-- BEGIN --

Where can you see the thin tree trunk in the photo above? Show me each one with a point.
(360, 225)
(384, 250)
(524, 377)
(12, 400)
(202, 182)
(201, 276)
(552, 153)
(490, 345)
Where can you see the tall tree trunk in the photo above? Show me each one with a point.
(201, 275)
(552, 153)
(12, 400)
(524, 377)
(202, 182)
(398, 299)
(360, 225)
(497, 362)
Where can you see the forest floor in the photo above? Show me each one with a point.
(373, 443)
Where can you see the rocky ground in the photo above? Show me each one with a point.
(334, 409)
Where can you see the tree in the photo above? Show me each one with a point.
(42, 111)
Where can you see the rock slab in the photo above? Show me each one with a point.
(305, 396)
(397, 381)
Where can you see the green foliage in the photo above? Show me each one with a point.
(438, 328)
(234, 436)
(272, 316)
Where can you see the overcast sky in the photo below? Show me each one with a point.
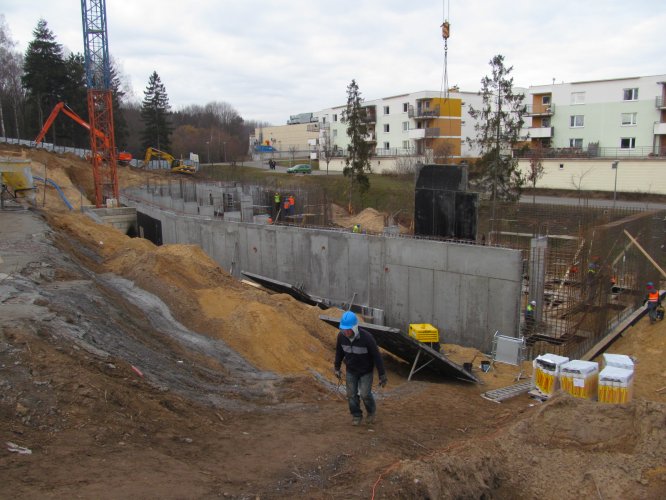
(270, 59)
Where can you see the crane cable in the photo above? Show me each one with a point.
(444, 88)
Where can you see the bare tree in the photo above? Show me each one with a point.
(536, 167)
(11, 70)
(292, 153)
(577, 182)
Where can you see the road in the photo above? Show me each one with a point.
(264, 165)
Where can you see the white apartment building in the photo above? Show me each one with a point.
(621, 117)
(429, 125)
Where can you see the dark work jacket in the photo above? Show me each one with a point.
(360, 356)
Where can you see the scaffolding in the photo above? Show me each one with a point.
(580, 268)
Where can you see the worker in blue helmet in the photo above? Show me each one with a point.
(358, 349)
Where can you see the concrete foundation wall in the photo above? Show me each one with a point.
(466, 291)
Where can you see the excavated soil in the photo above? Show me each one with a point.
(134, 371)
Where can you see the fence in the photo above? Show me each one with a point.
(579, 266)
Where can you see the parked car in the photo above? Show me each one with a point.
(303, 168)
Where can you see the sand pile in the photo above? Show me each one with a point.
(371, 220)
(273, 332)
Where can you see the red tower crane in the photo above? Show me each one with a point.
(100, 104)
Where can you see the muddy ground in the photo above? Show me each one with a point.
(129, 370)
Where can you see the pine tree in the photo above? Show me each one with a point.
(44, 75)
(119, 121)
(357, 163)
(498, 132)
(75, 95)
(155, 115)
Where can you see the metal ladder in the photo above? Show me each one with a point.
(499, 395)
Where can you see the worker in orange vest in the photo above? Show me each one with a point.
(292, 202)
(285, 206)
(653, 301)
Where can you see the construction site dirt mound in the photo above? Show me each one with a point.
(369, 219)
(130, 370)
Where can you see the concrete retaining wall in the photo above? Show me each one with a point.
(467, 291)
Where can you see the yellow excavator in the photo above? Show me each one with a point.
(177, 166)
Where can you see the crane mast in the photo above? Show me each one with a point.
(100, 103)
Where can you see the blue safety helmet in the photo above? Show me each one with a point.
(348, 321)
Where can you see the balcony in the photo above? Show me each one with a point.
(540, 109)
(423, 133)
(540, 132)
(371, 114)
(422, 112)
(595, 152)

-- END --

Given instruction: Copy every row above word for word, leaving out the pictures.

Exercise result:
Where can you see the thin tree trunk in the photo above? Show me each one with a point.
(360, 225)
(384, 250)
(524, 377)
(12, 400)
(202, 182)
(201, 276)
(552, 153)
(490, 345)
Where can you see the tall tree trunk in the photo above? Show me each one with a point.
(201, 275)
(552, 153)
(12, 400)
(524, 377)
(202, 182)
(398, 299)
(360, 225)
(497, 362)
Where can you see the forest floor in the photo above? Show me each one with a point.
(373, 443)
Where can you see the rocky ground in the photo above? Show me each one with a point.
(334, 409)
Where can you see the tree in the photo above? Show me each one with a point.
(42, 111)
Where can you see the rock slab in the photo above? Show me each one with a point.
(305, 396)
(397, 381)
Where can you see the green foliage in the photo above? Show me each one with a point.
(438, 328)
(234, 436)
(272, 316)
Where can you see the overcast sky in the photo below? Show me each one with a point.
(270, 59)
Where can you see the crane cable in the photo above? Show me each one with a point.
(444, 88)
Where can you see the bare tree in the photo above? Show me each one with a point.
(536, 167)
(11, 70)
(292, 153)
(577, 182)
Where can you see the road in the photo above? Show me each one with a point.
(264, 165)
Where can you see the white apartment building in the photo above? Show me each one with a point.
(621, 117)
(429, 125)
Where can you see the dark work jacket in the photo above? Show me each one with a point.
(360, 356)
Where can you see the scaffolding in the photo above? Show me each one with a point.
(580, 268)
Where can you see the worker in blue helmet in the photo above? Show me each one with a point.
(358, 349)
Where can you see the concrete foundation wall in the photo above? Show me each one with a point.
(466, 291)
Where can you see the excavated soil in the photo above? Show me each one with a point.
(134, 371)
Where can you see the fence in the photo above? Show me each one with a point.
(579, 266)
Where can you see the parked car in the photo above? Show me each one with a point.
(303, 168)
Where can you see the sand pile in the photo above? Show me each one with a point.
(371, 220)
(273, 332)
Where can you see the red tower crane in the photo above? Show me each one with a point.
(100, 104)
Where can you see the muddy ground in the photo above? Show me each one with a point.
(129, 370)
Where can you see the pine tree in the photo above? Show me each one with a point.
(44, 75)
(119, 121)
(357, 163)
(498, 132)
(75, 95)
(155, 115)
Where can you see the metal ladder in the photo above? Show me each one with a point.
(499, 395)
Where can you see the worker in orange vest in the photo above? Show me each one with a point.
(292, 202)
(285, 206)
(653, 301)
Where can you see the construction site dirt mound in the photo above? Show me each one with a point.
(369, 219)
(130, 370)
Where can you see the concrete retaining wall in the photo above? Show me each one with a point.
(467, 291)
Where can you see the yellow excavator in the photo above? Show me each one with a point.
(177, 166)
Where can you see the crane mast in the photo above? Show me each one with a point.
(100, 103)
Where can you see the blue safety helmet in the photo above? Show me each one with a point.
(348, 321)
Where can you see the balcony in the photo above? Show me each one with a point.
(540, 109)
(423, 133)
(540, 132)
(371, 114)
(422, 112)
(595, 152)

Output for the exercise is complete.